**Problem requirements**
In the data, find the word "dragonfly" and copy out every line that has it.

**Data under study**
:::

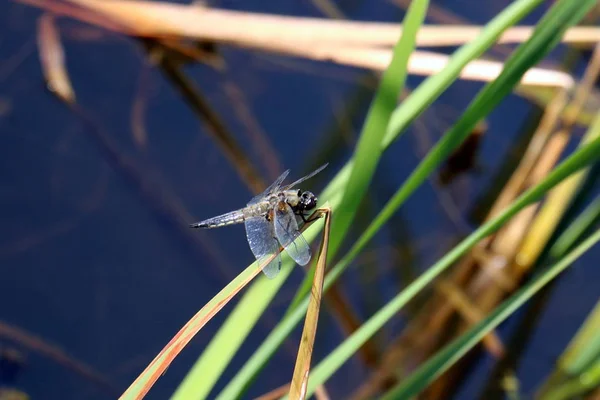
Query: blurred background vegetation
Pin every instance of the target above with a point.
(458, 198)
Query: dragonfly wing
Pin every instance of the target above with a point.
(274, 186)
(263, 244)
(316, 171)
(286, 230)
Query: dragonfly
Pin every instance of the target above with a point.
(271, 219)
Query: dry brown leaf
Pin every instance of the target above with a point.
(52, 59)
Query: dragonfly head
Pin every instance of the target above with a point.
(307, 201)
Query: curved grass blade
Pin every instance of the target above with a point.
(407, 111)
(209, 367)
(579, 159)
(451, 353)
(140, 387)
(302, 368)
(368, 150)
(577, 228)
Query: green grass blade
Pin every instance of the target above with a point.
(407, 111)
(577, 228)
(451, 353)
(234, 389)
(579, 159)
(434, 86)
(206, 371)
(368, 150)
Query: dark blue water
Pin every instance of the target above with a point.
(95, 255)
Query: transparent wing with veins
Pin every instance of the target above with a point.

:::

**Response for this exercise**
Query: dragonfly wing
Query: dragonfly
Query: dragonfly head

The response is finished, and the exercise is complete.